# [Written tasks]
(a) In the election commentary below, what does the author say will be the first major step towards clarity?
(b) Rewrite the stretch of the election commentary from "Moreover, the current" through "calm the markets.", changing "volatility" to "turbulence".
(c) Extend the commentary on the election and the markets beyond its last sentence.

# [Extracted text]
※

While this outcome is certainly a shock to many, it is important to remember that the result isn’t a surprise to the plurality of American voters that spoke their collective will at the ballot boxes. The strength of a democracy is not in whether we like the outcome, but rather in how we accept the result as the voice and will of our republic.

Despite many things being promised on the campaign trail, all newly elected Presidents enter with a constrained ability to enact their agenda unilaterally. As a result, immediate and sweeping political changes are a process, which gives markets and the American public time to digest and react. Although often derided by partisans, the inability of a President to swiftly change policies is a strength of our political system, not a weakness of it.

Moreover, the current market volatility is not because Trump was elected President, as markets do not have political affiliations. Rather, it reflects the market’s adjustment to a surprise presidential winner and the market’s tentativeness regarding the vast uncertainty over which of President-elect Trump’s stated policies he will be able to enact. Which Matt and Jeremy had articulated in meetings over the months leading into last night’s election. The first major step towards clarity will come with Trump’s choices for key administration officials; his selections will give a better sense of the priorities for the Trump administration. This should provide some path to further understanding and potentially calm the markets.

For the first time in 10 years, the Republican Party has control of the Presidency and both houses of congress. The Democratic Party did control all three from 2008-2010, however, this is the first time

since the first two years of President George W Bush’s second term that the Republican party has control. As in all things, this may solve some problems, and perhaps exacerbate others. For example, potentially divisive upcoming issue, such as the necessary expansion of the debt ceiling and reforms to corporate tax code, could be easier to navigate. There is a common perception that the markets live a divided government. While it is not necessarily true at every point in history, it is the most common result of a “one-sided government.”

※

# [Data extract]
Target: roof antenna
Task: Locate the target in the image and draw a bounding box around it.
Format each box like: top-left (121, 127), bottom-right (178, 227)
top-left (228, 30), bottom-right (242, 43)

※

# [Written answers]
(a) Trump's choices for key administration officials.

(b)
Moreover, the current market turbulence is not because Trump was elected President, as markets do not have political affiliations. Rather, it reflects the market’s adjustment to a surprise presidential winner and the market’s tentativeness regarding the vast uncertainty over which of President-elect Trump’s stated policies he will be able to enact. Which Matt and Jeremy had articulated in meetings over the months leading into last night’s election. The first major step towards clarity will come with Trump’s choices for key administration officials; his selections will give a better sense of the priorities for the Trump administration. This should provide some path to further understanding and potentially calm the markets.

(c)
Most importantly, however, over time we have witnessed corporations and financial markets adapting smoothly to new political environments. It’s just a matter of time. The uncertainty surrounding the Trump presidency could be greater than a typical transition; therefore, the markets may take additional time to process any changes. However, the uncertainty itself is not unusual.

Separating political views and emotions from investment decisions is difficult. Whether this election result was your favored outcome or not, what we have learned over the years is that although Presidents can set an overall tone for the markets, over the long term, it is the underlying fundamental of the economy and the strength of corporate profits that matter more. Overall, as wealth managers, we continue to be hesitant by the underlying fundamentals in the economy being conflicting. Coupling that with the related resilience of the stock market. Recently, encouraging economic data, including a record 73 consecutive months of private sector jobs growth, higher consumer confidence, and an increase in manufacturing activity, al suggest an economic recession in the next year is unlikely (U.S. Bureau of Labor and Statistics 11/7/16). Although the S&P500 is up 2% year to date (as of market close 11/4/16), it is basically flat over the past three months and only up ½% over roughly the last 18 months (July 10, 2015 it was 2076; Nov 4, 2016 it was 2085.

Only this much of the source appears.